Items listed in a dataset

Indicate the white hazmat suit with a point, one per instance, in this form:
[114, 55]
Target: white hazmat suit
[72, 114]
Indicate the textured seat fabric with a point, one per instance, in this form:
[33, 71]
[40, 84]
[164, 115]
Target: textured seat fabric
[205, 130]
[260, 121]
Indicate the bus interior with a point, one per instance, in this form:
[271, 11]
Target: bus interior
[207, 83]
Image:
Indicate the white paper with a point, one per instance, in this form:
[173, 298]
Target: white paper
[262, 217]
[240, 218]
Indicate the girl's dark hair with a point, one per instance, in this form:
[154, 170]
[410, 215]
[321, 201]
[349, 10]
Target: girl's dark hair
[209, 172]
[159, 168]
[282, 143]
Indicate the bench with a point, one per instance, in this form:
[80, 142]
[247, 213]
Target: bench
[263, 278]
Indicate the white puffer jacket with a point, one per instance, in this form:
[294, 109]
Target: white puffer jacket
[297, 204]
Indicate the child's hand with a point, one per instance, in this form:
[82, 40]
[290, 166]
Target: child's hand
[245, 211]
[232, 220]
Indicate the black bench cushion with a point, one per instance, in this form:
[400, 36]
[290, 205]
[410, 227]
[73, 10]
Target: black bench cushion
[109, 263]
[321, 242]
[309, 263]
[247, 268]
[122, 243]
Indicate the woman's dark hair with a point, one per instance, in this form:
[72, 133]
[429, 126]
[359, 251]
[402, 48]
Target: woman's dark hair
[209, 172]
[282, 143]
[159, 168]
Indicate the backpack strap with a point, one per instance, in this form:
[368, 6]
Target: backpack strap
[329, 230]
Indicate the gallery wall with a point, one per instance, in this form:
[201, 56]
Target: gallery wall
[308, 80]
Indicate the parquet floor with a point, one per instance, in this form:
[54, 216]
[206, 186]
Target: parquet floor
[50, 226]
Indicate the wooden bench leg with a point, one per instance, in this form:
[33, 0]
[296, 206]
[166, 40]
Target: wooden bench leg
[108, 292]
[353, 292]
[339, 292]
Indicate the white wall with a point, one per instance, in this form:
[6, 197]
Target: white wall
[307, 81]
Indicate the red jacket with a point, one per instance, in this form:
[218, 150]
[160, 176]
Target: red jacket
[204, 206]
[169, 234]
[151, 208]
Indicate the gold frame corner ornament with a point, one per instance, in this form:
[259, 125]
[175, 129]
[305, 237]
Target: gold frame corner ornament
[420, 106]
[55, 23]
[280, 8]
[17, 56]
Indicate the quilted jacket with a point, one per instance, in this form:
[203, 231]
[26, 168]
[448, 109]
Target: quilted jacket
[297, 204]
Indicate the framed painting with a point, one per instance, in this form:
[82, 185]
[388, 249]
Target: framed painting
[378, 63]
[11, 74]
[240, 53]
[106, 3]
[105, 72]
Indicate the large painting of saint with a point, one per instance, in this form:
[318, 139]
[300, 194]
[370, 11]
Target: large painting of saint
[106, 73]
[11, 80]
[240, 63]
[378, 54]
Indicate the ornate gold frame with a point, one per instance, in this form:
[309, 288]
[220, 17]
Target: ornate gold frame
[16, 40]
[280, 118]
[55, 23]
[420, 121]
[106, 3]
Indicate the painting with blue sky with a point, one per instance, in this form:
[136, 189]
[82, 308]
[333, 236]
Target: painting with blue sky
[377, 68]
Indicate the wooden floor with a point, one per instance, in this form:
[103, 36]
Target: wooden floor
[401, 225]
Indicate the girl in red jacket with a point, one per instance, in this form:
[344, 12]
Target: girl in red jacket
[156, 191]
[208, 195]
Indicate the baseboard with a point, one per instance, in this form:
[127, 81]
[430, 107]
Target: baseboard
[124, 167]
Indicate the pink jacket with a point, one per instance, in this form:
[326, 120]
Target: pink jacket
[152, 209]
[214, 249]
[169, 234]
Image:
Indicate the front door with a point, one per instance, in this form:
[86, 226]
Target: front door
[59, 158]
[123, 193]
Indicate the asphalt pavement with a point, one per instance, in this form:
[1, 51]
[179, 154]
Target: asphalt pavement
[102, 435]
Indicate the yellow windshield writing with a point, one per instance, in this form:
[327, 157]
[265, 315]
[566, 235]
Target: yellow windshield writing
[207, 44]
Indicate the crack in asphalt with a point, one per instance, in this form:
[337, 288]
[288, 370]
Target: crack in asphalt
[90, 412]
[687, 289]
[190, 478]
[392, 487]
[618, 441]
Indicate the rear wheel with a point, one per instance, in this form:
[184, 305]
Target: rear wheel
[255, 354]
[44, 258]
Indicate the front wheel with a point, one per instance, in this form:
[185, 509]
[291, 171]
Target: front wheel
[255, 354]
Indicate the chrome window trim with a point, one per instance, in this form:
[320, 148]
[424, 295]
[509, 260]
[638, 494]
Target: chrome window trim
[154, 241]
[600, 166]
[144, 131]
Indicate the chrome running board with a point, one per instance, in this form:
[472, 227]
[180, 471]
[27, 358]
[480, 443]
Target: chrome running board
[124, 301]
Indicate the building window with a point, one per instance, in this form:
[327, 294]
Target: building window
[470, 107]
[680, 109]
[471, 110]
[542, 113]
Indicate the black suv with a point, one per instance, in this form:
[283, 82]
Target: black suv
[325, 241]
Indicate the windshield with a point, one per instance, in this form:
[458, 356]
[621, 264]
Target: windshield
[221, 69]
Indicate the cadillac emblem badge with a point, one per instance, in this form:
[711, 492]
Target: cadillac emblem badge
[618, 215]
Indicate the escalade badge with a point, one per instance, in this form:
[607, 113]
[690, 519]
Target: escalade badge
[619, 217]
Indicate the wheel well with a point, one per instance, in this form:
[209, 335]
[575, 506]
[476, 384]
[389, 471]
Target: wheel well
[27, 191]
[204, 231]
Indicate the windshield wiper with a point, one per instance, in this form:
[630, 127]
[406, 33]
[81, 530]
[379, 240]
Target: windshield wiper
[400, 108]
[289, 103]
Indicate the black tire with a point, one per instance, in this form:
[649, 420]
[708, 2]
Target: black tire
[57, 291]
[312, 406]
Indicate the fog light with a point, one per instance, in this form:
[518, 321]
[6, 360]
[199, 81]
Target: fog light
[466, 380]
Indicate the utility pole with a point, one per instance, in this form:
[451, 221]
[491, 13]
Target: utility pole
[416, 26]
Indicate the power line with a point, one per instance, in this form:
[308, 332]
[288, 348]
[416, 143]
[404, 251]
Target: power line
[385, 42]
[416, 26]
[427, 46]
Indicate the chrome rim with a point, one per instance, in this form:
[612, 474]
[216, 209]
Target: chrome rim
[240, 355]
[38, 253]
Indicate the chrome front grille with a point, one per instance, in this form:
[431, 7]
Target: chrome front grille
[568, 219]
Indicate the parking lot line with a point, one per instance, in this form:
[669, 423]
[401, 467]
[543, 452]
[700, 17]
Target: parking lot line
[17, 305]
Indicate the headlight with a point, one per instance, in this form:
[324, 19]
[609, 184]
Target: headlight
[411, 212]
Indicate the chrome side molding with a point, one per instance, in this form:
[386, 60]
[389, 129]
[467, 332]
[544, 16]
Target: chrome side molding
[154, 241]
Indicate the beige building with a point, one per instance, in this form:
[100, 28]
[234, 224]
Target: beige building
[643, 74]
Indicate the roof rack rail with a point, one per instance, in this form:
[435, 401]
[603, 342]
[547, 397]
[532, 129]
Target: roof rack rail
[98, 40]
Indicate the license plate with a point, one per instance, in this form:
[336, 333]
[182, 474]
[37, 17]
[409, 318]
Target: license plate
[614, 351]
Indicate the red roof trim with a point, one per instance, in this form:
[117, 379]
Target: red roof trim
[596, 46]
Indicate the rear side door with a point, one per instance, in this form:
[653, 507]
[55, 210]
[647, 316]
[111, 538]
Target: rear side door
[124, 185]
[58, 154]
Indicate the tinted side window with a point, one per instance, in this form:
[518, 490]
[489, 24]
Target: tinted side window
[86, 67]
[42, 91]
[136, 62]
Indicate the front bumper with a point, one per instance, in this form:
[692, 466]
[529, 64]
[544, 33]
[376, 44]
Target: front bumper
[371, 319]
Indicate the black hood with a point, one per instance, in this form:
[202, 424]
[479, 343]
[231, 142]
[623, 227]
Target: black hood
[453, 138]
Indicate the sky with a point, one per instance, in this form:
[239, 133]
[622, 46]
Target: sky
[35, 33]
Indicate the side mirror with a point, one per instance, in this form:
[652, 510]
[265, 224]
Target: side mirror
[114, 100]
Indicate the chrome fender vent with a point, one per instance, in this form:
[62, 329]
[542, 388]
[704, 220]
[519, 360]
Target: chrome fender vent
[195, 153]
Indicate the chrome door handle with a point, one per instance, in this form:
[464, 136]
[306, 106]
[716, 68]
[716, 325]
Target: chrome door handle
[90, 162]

▶ **What you need to do**:
Begin at the line containing "Target: side mirror" and reproduce every line through the last one in the records above, exactly.

▶ **Solution to the problem**:
Target: side mirror
[114, 100]
Indicate the chrome fender vent with a point, one per instance, in this form:
[62, 329]
[542, 388]
[704, 220]
[519, 360]
Target: chrome fender vent
[195, 153]
Indicate the chrome door handle with a point, one per instance, in this form:
[464, 136]
[306, 106]
[716, 68]
[716, 325]
Target: chrome door handle
[90, 162]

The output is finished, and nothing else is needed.